───── AVAILABLE DATA

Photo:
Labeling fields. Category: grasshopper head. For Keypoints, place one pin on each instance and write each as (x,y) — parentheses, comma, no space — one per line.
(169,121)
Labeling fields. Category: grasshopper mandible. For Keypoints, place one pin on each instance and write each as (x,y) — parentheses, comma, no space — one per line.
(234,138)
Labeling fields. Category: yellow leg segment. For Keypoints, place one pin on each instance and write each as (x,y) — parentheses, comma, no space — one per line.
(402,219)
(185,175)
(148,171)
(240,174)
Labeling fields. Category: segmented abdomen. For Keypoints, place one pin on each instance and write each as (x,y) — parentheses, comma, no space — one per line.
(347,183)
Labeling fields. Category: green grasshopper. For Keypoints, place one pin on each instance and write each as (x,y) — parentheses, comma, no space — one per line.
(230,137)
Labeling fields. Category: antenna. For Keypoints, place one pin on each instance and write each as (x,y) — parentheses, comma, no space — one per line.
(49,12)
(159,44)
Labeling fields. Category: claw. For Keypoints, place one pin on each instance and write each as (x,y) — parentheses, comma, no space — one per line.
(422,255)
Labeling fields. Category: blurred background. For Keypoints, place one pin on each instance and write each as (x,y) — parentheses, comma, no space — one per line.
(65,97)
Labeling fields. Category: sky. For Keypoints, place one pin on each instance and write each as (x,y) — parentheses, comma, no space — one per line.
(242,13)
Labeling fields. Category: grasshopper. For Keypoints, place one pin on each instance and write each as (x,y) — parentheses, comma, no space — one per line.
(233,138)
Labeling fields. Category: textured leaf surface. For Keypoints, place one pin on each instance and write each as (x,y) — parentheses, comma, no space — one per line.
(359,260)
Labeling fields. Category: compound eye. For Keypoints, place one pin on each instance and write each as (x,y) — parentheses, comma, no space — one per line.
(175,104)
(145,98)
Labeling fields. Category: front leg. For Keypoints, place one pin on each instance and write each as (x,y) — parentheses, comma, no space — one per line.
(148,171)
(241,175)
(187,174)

──────────

* GOAL OF THE EXERCISE
All of the lines above must be returned exactly.

* OUTPUT BELOW
Photo:
Labeling fields. Category: grasshopper head. For Keypoints, place one pin on each instance and write each as (x,y) — parentheses, comma, no space — one per line.
(169,121)
Labeling fields. Category: grasshopper mandible. For Keypoints, place one pin on each instance and write each as (x,y) — parentheses, comma, no space — one per line.
(234,138)
Labeling fields. Category: yellow leg segment. For Keypoints, place one pin on each instance and write each as (x,y) — parentheses, comma, no space — one per line.
(402,219)
(185,175)
(148,171)
(240,174)
Labeling fields. Category: segmented abdomen. For Keypoints, place one pin on each instance and write each as (x,y) — parentheses, comma, no space — one per line.
(347,183)
Labeling fields. Category: green grasshopper. For Keypoints, place one pin on each instance and write each as (x,y) — parentheses, comma, no space — one per line.
(230,137)
Labeling fields. Category: antenna. For Keypoints, place one pin on each instance and write each as (x,y) — parentheses, comma, no space — one per line.
(49,12)
(159,44)
Labeling fields. Category: claw. For Keypoints, place one pin on each instance and write each as (x,y) — parentheses, comma, no space — one per line.
(422,255)
Labeling fields. Category: blurred background. For Keypoints, place one pin on each instance and write each as (x,y) — parentheses, comma, no space — one per line.
(65,97)
Labeling fields. Category: sky. For Keypoints, place one pin on each instance and write each as (x,y) — parentheses, comma, no space — one per line.
(242,13)
Labeling fields. Category: grasshopper. For Keypoints, place one pin on each instance and write each as (x,y) — parentheses, comma, no space — one per line.
(233,138)
Labeling fields. Category: textured leaf surface. For Keypoints, place one pin on each instance and write each as (x,y) — parentheses, comma, no space — one per line.
(359,260)
Labeling fields. Category: compound eye. For Keypoints, place one pin on each instance and write each as (x,y) — parentheses, comma, no space — one per line.
(175,104)
(145,98)
Labeling fields. Category: front leg. For Keypoints, place one pin on each instance and write each as (x,y) — parentheses, comma, no space — one per line.
(148,171)
(241,175)
(187,174)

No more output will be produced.